Required work: In the records below, find each line containing the word "terracotta" and copy it.

==== Available records ====

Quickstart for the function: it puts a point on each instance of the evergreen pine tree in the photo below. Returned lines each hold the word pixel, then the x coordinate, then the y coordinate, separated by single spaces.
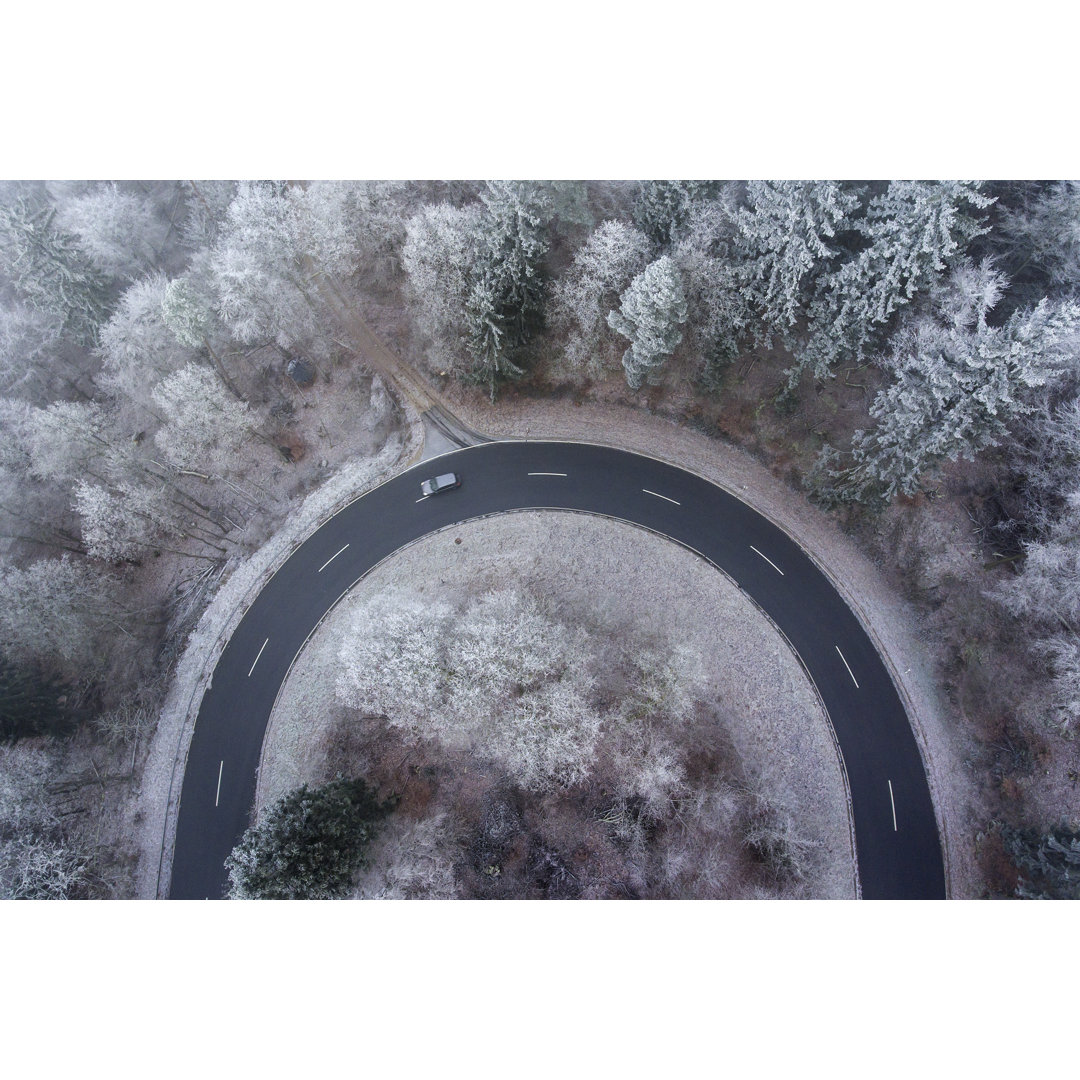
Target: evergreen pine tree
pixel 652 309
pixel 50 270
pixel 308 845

====
==== Available records ====

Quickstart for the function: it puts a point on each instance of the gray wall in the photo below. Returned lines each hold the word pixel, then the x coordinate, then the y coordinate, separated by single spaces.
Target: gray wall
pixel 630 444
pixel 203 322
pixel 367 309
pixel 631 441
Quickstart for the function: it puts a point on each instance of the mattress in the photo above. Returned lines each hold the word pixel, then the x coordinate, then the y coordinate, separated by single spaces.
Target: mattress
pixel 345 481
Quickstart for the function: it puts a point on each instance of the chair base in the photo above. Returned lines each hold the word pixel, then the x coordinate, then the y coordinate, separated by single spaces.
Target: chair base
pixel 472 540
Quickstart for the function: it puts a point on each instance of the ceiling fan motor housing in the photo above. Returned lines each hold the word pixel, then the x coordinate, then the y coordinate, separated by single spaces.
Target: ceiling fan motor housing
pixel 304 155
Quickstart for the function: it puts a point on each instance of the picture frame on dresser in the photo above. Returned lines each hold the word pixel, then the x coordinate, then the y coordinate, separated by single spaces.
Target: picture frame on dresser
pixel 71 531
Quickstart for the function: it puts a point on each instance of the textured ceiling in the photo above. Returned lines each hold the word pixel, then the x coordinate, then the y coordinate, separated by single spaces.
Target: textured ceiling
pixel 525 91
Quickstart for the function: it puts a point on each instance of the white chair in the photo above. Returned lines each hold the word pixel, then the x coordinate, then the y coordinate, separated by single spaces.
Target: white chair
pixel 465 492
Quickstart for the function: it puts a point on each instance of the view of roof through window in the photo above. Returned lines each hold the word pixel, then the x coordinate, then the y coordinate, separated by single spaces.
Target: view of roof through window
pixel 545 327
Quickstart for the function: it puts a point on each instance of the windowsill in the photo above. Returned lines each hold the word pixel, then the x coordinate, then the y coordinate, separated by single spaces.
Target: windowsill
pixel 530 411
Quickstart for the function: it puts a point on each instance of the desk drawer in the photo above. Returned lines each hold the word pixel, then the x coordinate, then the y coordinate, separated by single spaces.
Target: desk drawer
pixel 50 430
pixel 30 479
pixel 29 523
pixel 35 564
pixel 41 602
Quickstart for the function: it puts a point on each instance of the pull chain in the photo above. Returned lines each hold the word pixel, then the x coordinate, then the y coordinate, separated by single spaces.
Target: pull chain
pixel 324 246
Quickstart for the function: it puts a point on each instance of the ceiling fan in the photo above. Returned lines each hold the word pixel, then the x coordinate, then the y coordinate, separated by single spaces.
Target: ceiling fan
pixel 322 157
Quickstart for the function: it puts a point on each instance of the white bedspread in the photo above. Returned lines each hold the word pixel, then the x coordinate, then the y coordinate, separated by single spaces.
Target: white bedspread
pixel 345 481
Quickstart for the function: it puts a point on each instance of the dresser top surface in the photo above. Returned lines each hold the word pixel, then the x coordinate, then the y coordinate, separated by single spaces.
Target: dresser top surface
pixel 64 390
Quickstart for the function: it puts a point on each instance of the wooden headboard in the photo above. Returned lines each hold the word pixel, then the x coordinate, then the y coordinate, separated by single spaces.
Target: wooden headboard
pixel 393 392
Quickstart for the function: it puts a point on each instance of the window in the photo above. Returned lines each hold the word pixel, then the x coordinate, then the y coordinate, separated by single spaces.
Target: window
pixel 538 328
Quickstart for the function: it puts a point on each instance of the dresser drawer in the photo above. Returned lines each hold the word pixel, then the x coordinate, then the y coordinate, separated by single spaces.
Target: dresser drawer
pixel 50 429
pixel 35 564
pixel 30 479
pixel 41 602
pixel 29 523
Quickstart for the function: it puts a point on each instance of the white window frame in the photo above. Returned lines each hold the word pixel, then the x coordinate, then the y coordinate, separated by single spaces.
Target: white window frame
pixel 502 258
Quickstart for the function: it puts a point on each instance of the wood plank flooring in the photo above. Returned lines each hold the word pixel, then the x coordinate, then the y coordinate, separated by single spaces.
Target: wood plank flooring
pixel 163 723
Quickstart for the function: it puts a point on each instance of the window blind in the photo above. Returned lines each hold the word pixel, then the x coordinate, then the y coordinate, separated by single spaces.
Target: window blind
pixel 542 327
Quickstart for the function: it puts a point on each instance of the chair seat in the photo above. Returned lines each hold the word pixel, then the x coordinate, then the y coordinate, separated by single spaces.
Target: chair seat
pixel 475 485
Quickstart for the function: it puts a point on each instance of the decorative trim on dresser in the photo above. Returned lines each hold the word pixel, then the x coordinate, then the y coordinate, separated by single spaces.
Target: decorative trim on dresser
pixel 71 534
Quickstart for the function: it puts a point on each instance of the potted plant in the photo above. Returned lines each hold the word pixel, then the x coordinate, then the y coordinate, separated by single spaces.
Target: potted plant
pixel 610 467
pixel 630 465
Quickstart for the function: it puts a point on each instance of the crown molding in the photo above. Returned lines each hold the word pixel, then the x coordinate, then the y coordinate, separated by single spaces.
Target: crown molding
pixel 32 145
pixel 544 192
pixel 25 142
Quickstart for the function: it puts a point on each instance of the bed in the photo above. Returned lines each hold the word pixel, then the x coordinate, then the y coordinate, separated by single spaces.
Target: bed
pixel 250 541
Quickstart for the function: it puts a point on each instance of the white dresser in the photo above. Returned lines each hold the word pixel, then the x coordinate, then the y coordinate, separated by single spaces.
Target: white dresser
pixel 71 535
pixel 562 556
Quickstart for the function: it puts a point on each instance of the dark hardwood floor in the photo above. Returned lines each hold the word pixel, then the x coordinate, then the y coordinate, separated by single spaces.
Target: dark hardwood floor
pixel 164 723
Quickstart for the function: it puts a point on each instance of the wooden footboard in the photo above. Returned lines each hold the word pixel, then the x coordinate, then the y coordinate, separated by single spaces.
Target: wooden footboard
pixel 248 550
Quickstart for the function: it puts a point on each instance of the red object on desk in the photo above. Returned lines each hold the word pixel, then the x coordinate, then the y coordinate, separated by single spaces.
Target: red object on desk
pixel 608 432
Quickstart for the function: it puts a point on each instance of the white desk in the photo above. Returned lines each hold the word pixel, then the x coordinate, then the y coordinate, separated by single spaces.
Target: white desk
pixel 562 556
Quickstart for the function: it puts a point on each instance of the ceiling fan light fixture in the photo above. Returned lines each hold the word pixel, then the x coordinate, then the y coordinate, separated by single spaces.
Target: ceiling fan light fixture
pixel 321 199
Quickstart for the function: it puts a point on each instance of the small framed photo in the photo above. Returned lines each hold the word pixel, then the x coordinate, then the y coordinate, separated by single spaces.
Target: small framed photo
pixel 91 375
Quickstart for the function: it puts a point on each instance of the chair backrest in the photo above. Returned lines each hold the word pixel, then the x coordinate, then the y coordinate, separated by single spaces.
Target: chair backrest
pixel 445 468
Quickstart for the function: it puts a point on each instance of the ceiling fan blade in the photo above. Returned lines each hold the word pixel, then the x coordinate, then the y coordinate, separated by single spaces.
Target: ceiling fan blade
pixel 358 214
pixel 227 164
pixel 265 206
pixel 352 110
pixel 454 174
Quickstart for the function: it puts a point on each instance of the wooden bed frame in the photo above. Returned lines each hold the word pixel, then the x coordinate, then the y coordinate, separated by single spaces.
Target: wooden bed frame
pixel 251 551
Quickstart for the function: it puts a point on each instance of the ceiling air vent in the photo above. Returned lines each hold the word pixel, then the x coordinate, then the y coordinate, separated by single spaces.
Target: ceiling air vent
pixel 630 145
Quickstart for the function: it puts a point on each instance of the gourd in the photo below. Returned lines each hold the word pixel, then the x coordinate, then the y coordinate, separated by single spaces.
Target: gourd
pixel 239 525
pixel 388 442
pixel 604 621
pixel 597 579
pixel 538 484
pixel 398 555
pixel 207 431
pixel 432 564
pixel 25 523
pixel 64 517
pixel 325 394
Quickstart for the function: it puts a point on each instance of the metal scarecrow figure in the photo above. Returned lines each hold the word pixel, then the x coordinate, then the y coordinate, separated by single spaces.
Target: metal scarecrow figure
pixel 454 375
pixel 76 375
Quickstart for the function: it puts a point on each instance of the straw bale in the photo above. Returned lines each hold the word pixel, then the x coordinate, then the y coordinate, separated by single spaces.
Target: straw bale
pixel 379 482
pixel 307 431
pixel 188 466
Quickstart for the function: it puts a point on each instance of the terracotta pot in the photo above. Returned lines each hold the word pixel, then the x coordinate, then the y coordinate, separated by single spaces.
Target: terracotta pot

====
==== Available records ====

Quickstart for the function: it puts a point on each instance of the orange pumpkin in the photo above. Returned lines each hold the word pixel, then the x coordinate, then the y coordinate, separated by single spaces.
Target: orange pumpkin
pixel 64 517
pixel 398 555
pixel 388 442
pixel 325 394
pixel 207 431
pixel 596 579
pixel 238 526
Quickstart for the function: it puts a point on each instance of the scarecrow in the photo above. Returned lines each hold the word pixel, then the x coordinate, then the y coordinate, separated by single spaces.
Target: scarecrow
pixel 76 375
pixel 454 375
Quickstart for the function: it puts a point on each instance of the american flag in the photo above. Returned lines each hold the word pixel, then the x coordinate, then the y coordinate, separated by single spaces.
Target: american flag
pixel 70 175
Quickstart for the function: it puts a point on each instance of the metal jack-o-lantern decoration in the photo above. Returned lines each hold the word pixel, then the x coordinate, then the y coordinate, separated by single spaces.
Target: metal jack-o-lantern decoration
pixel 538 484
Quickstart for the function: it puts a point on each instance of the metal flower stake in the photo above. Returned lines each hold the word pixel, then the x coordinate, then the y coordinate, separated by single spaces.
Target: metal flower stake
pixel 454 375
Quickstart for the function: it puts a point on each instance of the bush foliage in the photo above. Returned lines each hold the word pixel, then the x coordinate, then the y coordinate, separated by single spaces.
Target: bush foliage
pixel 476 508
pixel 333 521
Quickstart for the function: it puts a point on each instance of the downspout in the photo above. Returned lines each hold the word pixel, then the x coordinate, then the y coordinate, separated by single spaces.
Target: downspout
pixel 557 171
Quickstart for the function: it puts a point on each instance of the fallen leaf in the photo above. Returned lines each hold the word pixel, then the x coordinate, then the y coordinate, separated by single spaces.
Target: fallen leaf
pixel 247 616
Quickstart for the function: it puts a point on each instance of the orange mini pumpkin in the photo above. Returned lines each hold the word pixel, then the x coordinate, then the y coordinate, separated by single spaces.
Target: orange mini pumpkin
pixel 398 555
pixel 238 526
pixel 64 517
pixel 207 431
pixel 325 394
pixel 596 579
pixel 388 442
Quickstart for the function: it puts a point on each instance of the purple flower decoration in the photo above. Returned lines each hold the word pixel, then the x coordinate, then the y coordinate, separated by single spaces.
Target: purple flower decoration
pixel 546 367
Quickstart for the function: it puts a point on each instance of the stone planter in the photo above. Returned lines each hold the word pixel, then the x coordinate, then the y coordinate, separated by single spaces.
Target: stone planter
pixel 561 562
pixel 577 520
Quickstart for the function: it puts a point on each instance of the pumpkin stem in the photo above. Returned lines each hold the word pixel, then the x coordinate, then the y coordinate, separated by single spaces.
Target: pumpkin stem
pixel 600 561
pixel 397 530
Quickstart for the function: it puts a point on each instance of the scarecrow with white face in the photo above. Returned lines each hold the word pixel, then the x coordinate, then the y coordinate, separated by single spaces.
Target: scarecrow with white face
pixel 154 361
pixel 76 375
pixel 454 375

====

Answer box:
Quickstart for the function: it puts a point on each instance of the terracotta pot in the photo above. Returned lines each hold the word pixel, then the x coordinate, then the y coordinate, separated by single spaces.
Target: terracotta pot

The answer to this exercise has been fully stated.